**WORK ORDER:**
Reproduce every line of the listing exactly.

MATERIAL SUPPLIED START

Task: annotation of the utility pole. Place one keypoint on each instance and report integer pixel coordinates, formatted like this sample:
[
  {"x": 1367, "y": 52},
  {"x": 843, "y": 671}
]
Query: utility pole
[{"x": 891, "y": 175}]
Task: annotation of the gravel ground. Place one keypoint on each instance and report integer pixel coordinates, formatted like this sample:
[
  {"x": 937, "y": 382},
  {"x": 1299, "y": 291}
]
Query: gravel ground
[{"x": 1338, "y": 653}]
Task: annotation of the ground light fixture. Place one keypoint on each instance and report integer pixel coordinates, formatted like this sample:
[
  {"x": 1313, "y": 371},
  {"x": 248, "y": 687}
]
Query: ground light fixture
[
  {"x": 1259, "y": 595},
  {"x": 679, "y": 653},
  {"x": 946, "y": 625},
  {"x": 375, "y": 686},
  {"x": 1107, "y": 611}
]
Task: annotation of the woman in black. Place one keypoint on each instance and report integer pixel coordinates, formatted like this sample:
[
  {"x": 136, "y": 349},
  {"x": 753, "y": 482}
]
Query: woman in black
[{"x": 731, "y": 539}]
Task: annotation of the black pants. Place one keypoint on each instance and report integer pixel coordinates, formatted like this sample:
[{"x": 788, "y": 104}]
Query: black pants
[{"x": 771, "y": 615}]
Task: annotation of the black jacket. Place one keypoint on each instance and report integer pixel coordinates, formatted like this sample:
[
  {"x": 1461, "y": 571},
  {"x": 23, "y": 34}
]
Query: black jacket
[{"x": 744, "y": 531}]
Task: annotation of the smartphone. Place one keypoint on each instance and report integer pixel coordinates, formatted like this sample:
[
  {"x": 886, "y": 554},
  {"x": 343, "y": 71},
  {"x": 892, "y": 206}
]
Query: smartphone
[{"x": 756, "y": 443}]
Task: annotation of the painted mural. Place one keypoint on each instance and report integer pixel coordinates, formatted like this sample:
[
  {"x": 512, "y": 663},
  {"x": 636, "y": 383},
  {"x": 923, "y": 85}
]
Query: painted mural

MATERIAL SUPPLIED END

**SOLUTION TO THE EXERCISE:**
Task: annotation of the utility pole. Place one keypoint on each instance and report integer pixel coordinates, formatted like this sample:
[
  {"x": 1367, "y": 52},
  {"x": 843, "y": 671}
]
Query: utility pole
[{"x": 891, "y": 175}]
Task: annotation of the gravel ground. Place one keypoint on each instance and report integer pixel coordinates, formatted like this sample:
[
  {"x": 937, "y": 382},
  {"x": 1299, "y": 291}
]
Query: gravel ground
[{"x": 1338, "y": 653}]
Task: annotation of the ground light fixture. Place one keypoint on each instance and report integer pixel coordinates, formatted like this sample:
[
  {"x": 1313, "y": 371},
  {"x": 248, "y": 687}
]
Query: ground light fixture
[
  {"x": 1259, "y": 595},
  {"x": 679, "y": 653},
  {"x": 946, "y": 625},
  {"x": 375, "y": 686},
  {"x": 1107, "y": 611}
]
Task: annotation of the woman in black. Place one keypoint on each instance and report integer pixel coordinates, formatted like this sample:
[
  {"x": 136, "y": 349},
  {"x": 753, "y": 482}
]
Query: woman in black
[{"x": 731, "y": 539}]
Task: annotation of the black pants. Place one keypoint on each instance and report integer pixel coordinates, formatted like this sample:
[{"x": 788, "y": 104}]
Query: black pants
[{"x": 771, "y": 615}]
Task: annotation of the black jacket. Place one keypoint on each instance and report integer pixel coordinates, formatted like this sample:
[
  {"x": 1461, "y": 571},
  {"x": 23, "y": 34}
]
Query: black jacket
[{"x": 744, "y": 531}]
Task: annotation of the smartphone. Place one keypoint on each instance and report integer pixel coordinates, formatted like this sample:
[
  {"x": 886, "y": 554},
  {"x": 343, "y": 71},
  {"x": 892, "y": 206}
]
Query: smartphone
[{"x": 756, "y": 443}]
Task: annotation of the painted mural. Place one keypoint on each instance and report integer pixel coordinates, formatted like this sample:
[
  {"x": 512, "y": 663},
  {"x": 636, "y": 383},
  {"x": 923, "y": 85}
]
Query: painted mural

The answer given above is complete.